# [PROVIDED PASSAGE]
****************

1. Field of the Invention
Embodiments of the present invention relate in general to the combined use of laser therapy and cytotoxic agents in the treatment of vascular lesions including tumors. More particularly, embodiments of the present invention relate to methods of reducing or eliminating growth of tumors using laser light and bioreductive agents without significant harm to surrounding normal tissue.
2. Description of Related Art
Vascular targeting is an anticancer strategy in which the endothelial wall of the blood vessels supplying the tumor is the treatment target, and tumor cell hypoxia is a therapeutic goal. Because of the interdependence of tumor cells and tumor vasculature, prolonged ischemia secondary to irreversible loss of tumor blood vessel function will result in tumor cell necrosis. Vascular targeting has as its goal the destruction of existing tumor vasculature and so differs from anti-angiogenic therapies aimed at preventing the growth of new vessels within a tumor.
The function of the tumor vascular supply has significance both in the natural progression of a malignancy and in the outcome of treatment. The chaotic vascular architecture and abnormalities of blood flow within tumor microvessels are associated with regions of tumor hypoxia that limit the efficacy of both chemotherapy and radiotherapy. Similarly, the effectiveness of photodynamic therapy depends on an adequate oxygen level within the tumor for generation of cytotoxic species.
The application of phototherapy to tumor treatment has been actively pursued because of both the incidence and health significance of tumors that arise in the skin or mucosal surfaces, including the gastrointestinal tract, aerodigestive tract, urinary bladder, and cervix, and therefore are readily accessible to radiation. The phototherapeutic approach typically involves administering a photosensitizer, allowing a suitable period of time for uptake of this photosensitizer by the tumor tissue, and irradiation at a wavelength absorbed by the photosensitizer to produce cytotoxic species. Although preferential accumulation of photosensitizer in tumor versus normal tissue has been demonstrated for certain photosensitizers, prevention of damage to normal vasculature typically requires spatial confinement of the irradiated zone to the target tumor tissue.

****************

# [SUPPLIED INFORMATION]
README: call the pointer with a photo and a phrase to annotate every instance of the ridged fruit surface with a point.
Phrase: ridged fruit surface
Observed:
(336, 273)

****************

# [WHAT THE TASK REQUIRES]
Continue the patent background on laser therapy and cytotoxic agents for tumors, starting right after its last sentence.

# [FINAL ANSWER]
When the photosensitizer is administered intravenously, it has been observed that vascular damage follows irradiation. This vascular damage has been exploited in ophthalmology for treatment of pathologic ocular neovascularization and in dermatology for treatment of benign vascular lesions. Photodynamic therapy specifically designed to target tumor vasculature has been described. However, the mechanism of photodynamic therapy leads to vascular damage in any tissue that is exposed to radiation, in the presence of sufficient oxygen. Tumor blood vessels and the vessels supplying normal tissue surrounding the tumor are both susceptible to damage by the cytotoxic species produced by the intravenous photosensitizer during illumination.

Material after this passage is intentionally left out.